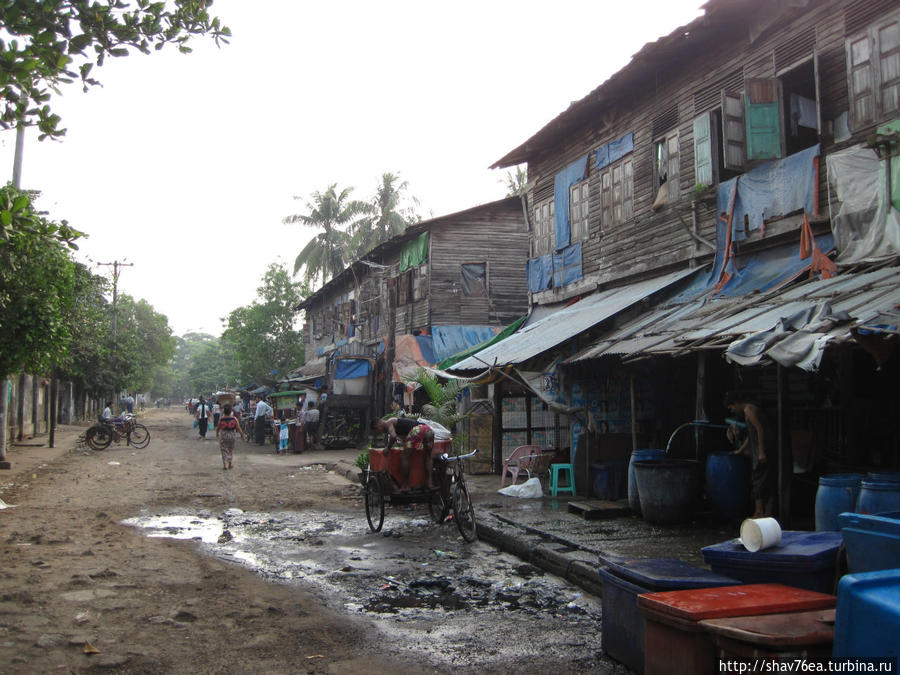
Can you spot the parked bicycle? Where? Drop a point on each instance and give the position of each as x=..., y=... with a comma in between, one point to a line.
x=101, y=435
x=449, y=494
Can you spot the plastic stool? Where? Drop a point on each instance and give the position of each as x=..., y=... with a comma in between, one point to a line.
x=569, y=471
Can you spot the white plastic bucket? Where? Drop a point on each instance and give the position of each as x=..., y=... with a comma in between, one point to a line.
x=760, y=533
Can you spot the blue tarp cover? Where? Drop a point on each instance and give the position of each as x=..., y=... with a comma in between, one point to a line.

┄┄┄┄┄┄┄┄┄┄┄┄┄┄┄┄┄┄┄┄

[What you need to do]
Without the pictures, copy out each entry exactly as it stands.

[Answer space]
Can you spot the parked bicycle? Where? Drop a point on each instance and give the position of each as x=..., y=... with a comma in between, one point to a line.
x=101, y=435
x=449, y=494
Can you spot the plastic stool? Where? Drop a point on each instance and give the position of each as x=..., y=... with a comma in between, one point to a line.
x=569, y=471
Can you spot the white plastic bucket? Where? Drop a point on each instance and give the position of each as x=..., y=... with a comma in between, one point to a line.
x=760, y=533
Can you spot the blue tarp cover? Where? Drop a point on each instance and give the position of each as x=..., y=... with a comma in between, one point to a line.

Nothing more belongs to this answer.